SHORT EXERCISE:
Copy the lines of the material word for word, starting at the line that contains "Target: woman's eyeglasses" and ending with the last line of the material.

[Point labeling samples]
********

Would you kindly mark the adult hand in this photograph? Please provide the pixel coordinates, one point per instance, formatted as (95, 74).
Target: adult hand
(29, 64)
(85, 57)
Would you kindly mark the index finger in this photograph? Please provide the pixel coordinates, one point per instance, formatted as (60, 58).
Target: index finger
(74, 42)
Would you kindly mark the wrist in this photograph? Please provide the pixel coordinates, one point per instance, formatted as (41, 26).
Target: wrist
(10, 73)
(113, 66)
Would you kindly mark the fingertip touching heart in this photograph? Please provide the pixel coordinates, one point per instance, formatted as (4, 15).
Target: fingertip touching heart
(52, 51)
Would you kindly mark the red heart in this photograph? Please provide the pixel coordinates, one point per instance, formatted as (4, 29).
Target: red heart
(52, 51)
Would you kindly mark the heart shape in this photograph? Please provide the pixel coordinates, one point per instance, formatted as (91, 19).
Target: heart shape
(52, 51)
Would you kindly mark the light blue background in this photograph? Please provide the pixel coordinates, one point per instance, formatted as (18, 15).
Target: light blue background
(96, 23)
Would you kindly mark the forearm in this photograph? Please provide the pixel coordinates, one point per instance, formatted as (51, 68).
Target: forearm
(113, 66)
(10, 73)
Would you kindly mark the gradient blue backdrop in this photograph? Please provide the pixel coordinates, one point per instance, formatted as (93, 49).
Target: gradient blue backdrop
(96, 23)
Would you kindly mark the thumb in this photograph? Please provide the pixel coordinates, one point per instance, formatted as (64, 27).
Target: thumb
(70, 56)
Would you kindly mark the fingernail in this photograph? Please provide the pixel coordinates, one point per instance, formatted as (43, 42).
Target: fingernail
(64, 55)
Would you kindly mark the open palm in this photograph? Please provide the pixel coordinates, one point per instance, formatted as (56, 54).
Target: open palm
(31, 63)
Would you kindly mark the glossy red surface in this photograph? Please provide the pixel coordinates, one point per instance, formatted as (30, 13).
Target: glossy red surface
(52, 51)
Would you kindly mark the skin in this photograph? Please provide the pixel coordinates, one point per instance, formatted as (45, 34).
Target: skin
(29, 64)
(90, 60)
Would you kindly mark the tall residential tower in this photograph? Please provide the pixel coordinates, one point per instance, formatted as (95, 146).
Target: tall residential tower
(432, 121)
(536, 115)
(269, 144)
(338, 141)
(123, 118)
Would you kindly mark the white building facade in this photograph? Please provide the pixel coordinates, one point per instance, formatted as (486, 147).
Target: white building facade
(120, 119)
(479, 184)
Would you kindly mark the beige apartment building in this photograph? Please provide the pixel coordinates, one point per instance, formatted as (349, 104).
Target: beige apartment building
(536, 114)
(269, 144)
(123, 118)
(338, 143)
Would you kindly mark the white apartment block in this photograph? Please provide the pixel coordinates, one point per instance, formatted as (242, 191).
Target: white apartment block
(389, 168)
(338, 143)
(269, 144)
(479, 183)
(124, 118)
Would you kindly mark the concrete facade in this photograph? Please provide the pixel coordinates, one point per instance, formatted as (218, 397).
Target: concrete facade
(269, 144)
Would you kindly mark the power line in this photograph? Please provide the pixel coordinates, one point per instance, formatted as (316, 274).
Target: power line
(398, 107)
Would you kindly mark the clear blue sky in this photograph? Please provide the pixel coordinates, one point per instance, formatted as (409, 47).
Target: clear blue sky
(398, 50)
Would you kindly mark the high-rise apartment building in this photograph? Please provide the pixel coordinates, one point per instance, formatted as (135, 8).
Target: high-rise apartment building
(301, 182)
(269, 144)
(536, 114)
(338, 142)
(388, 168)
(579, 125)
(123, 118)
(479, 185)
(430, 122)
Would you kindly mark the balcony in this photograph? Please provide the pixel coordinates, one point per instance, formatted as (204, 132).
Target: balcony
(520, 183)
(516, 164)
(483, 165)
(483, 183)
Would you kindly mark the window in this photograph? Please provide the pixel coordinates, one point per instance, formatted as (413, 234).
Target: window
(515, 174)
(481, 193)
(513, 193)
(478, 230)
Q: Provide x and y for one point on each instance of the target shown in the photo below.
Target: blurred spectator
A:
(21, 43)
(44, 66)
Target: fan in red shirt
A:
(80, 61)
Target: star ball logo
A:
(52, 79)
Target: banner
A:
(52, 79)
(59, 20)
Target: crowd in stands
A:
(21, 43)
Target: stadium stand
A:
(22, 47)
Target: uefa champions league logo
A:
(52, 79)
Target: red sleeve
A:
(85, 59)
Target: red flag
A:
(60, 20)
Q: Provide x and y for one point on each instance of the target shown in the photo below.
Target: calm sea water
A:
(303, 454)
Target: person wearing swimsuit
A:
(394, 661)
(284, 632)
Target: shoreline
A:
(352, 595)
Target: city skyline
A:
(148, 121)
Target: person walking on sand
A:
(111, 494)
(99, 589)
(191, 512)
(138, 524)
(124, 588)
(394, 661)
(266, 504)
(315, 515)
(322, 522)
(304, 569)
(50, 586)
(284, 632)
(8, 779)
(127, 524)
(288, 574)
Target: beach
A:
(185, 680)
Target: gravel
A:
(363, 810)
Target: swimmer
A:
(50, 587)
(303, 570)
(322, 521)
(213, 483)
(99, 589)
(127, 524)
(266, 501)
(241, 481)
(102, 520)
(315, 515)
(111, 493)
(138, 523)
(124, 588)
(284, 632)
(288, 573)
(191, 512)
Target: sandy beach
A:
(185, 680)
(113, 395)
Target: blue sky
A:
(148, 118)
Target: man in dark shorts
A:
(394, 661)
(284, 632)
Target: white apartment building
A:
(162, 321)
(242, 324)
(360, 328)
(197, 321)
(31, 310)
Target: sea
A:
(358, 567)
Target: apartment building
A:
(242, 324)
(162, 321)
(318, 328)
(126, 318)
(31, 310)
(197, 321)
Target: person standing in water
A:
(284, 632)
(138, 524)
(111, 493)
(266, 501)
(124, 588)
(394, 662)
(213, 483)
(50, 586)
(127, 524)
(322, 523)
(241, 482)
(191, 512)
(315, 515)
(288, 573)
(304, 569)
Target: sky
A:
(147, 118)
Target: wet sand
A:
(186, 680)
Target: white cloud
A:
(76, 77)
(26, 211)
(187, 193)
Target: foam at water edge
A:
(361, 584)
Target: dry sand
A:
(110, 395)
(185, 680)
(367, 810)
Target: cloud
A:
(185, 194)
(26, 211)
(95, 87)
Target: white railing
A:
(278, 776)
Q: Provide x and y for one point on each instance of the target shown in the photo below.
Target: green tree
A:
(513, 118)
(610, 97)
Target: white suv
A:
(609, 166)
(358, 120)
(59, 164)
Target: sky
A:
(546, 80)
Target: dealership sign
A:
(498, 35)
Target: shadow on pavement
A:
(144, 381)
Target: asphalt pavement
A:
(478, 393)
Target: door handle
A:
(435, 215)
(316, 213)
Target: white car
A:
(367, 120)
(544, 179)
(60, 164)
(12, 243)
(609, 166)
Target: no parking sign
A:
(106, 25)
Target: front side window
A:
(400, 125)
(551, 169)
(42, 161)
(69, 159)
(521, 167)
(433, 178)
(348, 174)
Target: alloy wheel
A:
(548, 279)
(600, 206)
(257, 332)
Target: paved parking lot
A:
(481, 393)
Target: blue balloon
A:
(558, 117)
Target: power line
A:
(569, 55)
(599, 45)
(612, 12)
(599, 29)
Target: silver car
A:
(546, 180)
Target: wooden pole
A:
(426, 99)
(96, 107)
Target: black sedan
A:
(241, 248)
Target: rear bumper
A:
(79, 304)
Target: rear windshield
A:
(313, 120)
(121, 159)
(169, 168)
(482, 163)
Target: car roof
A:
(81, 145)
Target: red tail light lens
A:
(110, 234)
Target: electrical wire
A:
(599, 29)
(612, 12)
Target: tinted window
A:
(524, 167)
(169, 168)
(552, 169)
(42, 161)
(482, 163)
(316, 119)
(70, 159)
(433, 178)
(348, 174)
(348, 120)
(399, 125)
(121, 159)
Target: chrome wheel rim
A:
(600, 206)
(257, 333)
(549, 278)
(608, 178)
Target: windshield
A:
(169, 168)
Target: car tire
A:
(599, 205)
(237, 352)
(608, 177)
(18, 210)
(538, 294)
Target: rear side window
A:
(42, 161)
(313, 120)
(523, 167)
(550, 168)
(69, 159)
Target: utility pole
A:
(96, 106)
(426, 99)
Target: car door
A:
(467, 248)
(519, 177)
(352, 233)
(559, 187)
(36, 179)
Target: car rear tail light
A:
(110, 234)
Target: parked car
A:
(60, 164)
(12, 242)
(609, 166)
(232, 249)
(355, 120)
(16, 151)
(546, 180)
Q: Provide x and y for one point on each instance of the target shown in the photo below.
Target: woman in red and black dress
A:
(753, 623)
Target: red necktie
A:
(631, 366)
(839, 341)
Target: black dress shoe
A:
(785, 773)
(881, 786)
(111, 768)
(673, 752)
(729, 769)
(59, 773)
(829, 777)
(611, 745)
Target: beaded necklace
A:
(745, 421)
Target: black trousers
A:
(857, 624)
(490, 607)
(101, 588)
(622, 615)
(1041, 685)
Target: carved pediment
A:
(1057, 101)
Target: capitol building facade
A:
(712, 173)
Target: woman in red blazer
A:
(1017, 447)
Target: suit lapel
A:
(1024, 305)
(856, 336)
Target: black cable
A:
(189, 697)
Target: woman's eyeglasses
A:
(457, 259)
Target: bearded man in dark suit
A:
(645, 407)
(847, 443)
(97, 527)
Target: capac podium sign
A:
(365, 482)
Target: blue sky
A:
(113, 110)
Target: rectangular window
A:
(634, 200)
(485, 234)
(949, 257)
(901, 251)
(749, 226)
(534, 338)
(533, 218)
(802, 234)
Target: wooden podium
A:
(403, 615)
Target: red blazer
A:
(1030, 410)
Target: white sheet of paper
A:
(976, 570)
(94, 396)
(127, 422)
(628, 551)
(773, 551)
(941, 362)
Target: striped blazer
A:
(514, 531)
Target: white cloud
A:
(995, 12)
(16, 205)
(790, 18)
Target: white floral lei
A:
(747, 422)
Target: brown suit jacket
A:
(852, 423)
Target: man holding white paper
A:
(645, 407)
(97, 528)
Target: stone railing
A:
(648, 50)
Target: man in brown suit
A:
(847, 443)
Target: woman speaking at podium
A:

********

FINISHED EXERCISE:
Target: woman's eyeglasses
A:
(457, 259)
Target: bearded man in dark suit
A:
(645, 407)
(847, 443)
(97, 527)
Target: capac podium sign
A:
(365, 482)
Target: blue sky
A:
(113, 110)
Target: rectangular window
A:
(634, 200)
(485, 234)
(949, 257)
(901, 251)
(749, 226)
(534, 338)
(533, 218)
(802, 234)
Target: wooden podium
A:
(403, 615)
Target: red blazer
A:
(1030, 410)
Target: white sheet of paper
A:
(976, 570)
(94, 396)
(127, 422)
(628, 551)
(773, 551)
(941, 362)
Target: striped blazer
A:
(514, 531)
Target: white cloud
A:
(995, 12)
(16, 205)
(790, 18)
Target: white floral lei
A:
(747, 422)
Target: brown suit jacket
A:
(852, 423)
Target: man holding white paper
A:
(645, 407)
(97, 528)
Target: stone railing
A:
(648, 50)
Target: man in brown suit
A:
(847, 443)
Target: woman speaking at podium
A:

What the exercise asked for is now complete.